• **Text block**
Voltaire profanely said that if there were no God it would be necessary to invent one;
convictions of similar cogency drove the Hobbean man to bow his neck to the
dictatorship of the neologist. ‘The Greeks have but one word, λόγος, for both speech
and reason; not that they thought there was no speech without reason, but no
reasoning without speech.’1. Truth is a necessity; but necessary truth is a will-o’-thewisp. Seekers after truth—how Hobbes despised them, all that deluded race who
dreamt of a law whose seat is the bosom of God, her voice the harmony of the world:
all things in heaven and earth doing her homage! Rather, boldly conclude that truth is
not to be sought, but made. Let men agree what is to be truth, and truth it shall be.

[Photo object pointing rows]

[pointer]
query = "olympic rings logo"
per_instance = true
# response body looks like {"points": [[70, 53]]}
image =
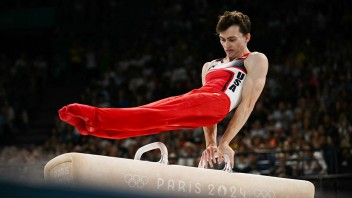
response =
{"points": [[263, 194], [136, 180]]}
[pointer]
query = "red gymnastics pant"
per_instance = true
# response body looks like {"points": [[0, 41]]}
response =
{"points": [[200, 107]]}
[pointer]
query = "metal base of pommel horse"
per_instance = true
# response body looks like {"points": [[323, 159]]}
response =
{"points": [[159, 177]]}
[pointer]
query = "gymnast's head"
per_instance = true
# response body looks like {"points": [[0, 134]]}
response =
{"points": [[233, 29]]}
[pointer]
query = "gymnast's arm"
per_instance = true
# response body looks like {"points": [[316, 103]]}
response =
{"points": [[210, 132], [257, 67]]}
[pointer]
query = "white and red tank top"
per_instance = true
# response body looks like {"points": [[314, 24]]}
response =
{"points": [[228, 77]]}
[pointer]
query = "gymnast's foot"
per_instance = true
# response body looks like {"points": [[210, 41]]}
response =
{"points": [[80, 116]]}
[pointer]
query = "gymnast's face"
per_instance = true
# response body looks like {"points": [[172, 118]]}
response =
{"points": [[234, 42]]}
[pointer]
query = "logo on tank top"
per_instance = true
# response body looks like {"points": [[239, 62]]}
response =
{"points": [[240, 76]]}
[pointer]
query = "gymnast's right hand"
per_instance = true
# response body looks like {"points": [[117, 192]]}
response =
{"points": [[208, 155]]}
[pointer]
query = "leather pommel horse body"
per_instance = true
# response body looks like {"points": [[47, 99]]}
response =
{"points": [[144, 176]]}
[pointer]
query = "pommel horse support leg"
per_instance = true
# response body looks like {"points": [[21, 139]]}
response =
{"points": [[144, 176]]}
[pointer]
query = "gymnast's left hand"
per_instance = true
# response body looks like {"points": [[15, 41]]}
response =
{"points": [[224, 148]]}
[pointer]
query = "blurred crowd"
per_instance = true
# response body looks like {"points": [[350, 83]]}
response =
{"points": [[301, 124]]}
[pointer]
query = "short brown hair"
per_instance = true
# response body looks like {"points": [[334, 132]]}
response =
{"points": [[234, 18]]}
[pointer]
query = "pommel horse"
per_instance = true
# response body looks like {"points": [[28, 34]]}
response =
{"points": [[159, 177]]}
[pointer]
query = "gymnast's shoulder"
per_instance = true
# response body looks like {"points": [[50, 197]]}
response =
{"points": [[256, 59]]}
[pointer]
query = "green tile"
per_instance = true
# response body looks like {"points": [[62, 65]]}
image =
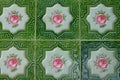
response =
{"points": [[85, 25], [28, 32], [71, 46], [28, 73], [72, 33]]}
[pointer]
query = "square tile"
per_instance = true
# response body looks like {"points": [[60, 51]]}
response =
{"points": [[58, 60], [100, 60], [99, 19], [16, 60], [17, 19], [57, 19]]}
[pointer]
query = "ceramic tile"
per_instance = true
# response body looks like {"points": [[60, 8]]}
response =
{"points": [[17, 19], [100, 60], [58, 60], [59, 40], [99, 19], [16, 61], [57, 19]]}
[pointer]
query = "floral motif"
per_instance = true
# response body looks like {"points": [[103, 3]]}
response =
{"points": [[57, 18], [101, 18], [14, 18], [12, 62], [102, 62], [57, 62]]}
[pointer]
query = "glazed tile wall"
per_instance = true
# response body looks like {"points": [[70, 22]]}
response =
{"points": [[59, 40]]}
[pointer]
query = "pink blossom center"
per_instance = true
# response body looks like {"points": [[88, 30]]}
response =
{"points": [[14, 19], [12, 63], [101, 19], [57, 63], [102, 63], [57, 19]]}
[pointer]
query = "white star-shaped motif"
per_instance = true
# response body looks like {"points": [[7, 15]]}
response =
{"points": [[101, 18], [14, 18], [6, 62], [55, 55], [57, 18]]}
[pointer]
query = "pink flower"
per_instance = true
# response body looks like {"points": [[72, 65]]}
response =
{"points": [[101, 19], [57, 63], [14, 19], [57, 19], [102, 63], [12, 63]]}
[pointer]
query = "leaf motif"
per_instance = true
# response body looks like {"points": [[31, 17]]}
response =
{"points": [[15, 25], [13, 70]]}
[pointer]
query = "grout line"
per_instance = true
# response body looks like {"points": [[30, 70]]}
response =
{"points": [[35, 40], [35, 76], [80, 43]]}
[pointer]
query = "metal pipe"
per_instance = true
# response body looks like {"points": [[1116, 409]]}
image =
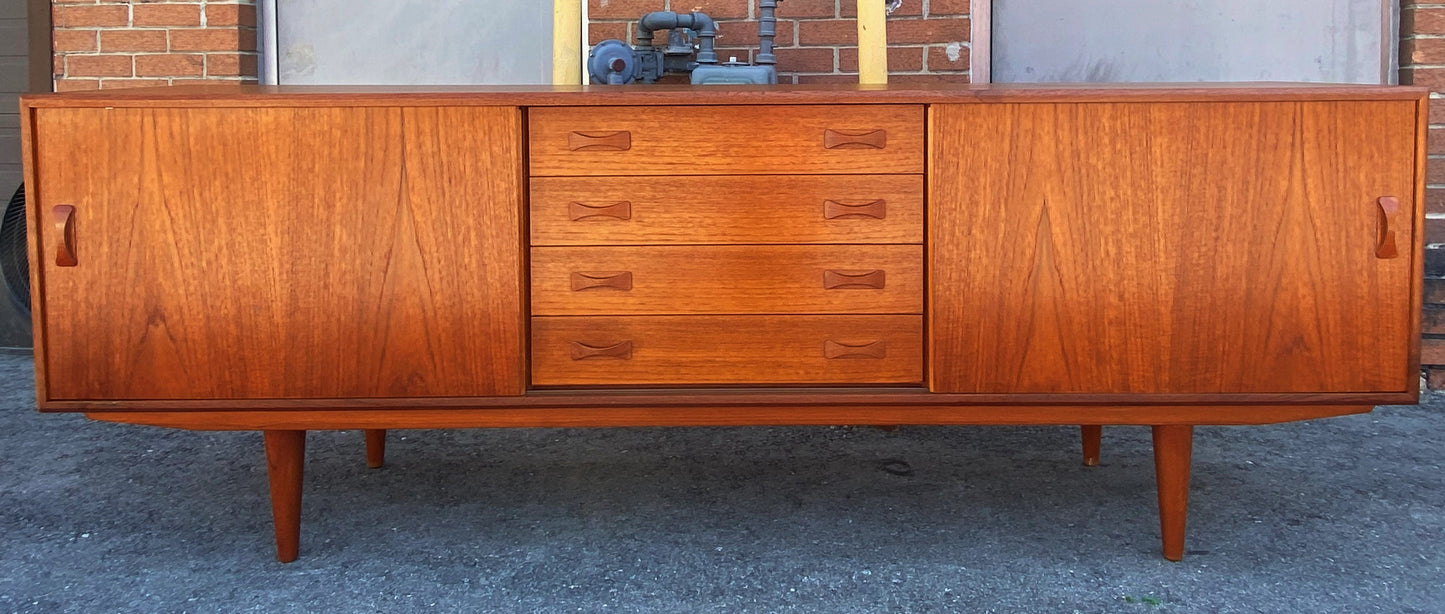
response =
{"points": [[665, 20], [766, 29]]}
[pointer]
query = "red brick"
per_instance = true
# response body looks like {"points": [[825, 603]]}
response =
{"points": [[1422, 51], [230, 65], [213, 39], [77, 84], [98, 65], [715, 9], [166, 15], [1435, 140], [122, 84], [827, 32], [928, 31], [808, 9], [939, 58], [948, 7], [809, 59], [132, 41], [906, 9], [746, 33], [622, 9], [90, 16], [1422, 22], [1435, 231], [74, 41], [900, 59], [1435, 200], [230, 15], [171, 65], [1437, 110], [598, 32]]}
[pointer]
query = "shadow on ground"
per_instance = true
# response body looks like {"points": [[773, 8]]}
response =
{"points": [[1341, 515]]}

• **Problem to solve**
According to the passage on Hobbes and truth, what should one boldly conclude about truth? Use only the passage on Hobbes and truth, not the rows.

• **Task output**
Truth is not to be sought, but made.